WHAT NEEDS TO BE DONE:
Starting at the line that has "of the eyelash" and continuing through the end of the material, reproduce every line, requests included. Rescale each answer point's coordinates by 0.6 and round to whole numbers with halves going up, leaving the sample coordinates in the requests unchanged.

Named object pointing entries
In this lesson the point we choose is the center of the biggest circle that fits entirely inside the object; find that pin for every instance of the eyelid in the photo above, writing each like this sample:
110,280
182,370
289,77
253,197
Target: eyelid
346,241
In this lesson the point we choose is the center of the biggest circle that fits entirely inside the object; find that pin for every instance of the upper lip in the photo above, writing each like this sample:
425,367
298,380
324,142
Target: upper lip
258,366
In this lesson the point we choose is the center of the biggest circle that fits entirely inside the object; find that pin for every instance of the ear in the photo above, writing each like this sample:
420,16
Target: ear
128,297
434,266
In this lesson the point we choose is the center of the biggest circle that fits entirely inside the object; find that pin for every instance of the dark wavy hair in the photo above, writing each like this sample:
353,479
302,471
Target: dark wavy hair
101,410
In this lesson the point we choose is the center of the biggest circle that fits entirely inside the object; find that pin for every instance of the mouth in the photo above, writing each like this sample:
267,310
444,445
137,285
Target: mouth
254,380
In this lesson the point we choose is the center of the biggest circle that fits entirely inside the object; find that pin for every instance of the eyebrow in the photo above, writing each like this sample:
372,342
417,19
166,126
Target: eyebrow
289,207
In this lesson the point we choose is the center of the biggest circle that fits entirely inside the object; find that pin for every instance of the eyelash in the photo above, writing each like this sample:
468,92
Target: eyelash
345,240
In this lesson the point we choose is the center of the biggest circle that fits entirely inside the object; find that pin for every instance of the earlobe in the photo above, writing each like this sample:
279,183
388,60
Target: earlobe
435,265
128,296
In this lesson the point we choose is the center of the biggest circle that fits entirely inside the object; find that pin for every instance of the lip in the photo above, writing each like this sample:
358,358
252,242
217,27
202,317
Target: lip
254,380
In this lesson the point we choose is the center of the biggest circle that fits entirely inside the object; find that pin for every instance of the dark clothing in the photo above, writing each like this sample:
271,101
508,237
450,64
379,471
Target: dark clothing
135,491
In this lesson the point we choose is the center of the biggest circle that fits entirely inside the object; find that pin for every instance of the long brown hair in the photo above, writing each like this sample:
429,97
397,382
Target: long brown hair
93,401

REPLY:
In this lesson the point we choose is the center of the biggest circle that fits entirely inside the object; find that pin for every instance of the eyelash in the photo above, writing each like this sample:
468,92
Target: eyelash
207,144
In this lesson the point we choose is the center of the biggest circle that fits entirely inside the object; find that pin for every instance of the earlobe in the photo above, writing each like this sample:
279,183
388,60
Target: earlobe
261,159
77,178
In this lesson the point we choose is the center of the biggest circle that fits entirely inside the object; find that pin for every instance of the lip in the photo above, writing each like this sample:
358,358
252,242
217,27
202,317
Target: lip
152,228
In this lesson the point we choose is the center of the biggest circle that fits entirely inside the object; find that pin for every instance of the dark clothing in the photo above, writing each like this sample:
271,101
508,237
450,64
379,471
Target: dark clothing
81,295
In this lesson the point we choose is the center of the biggest circle that fits entirely inside the object; find that pin for every instance of the long brown hair in the photo above, writing each like this sample:
429,97
397,382
Target: long brown hair
56,241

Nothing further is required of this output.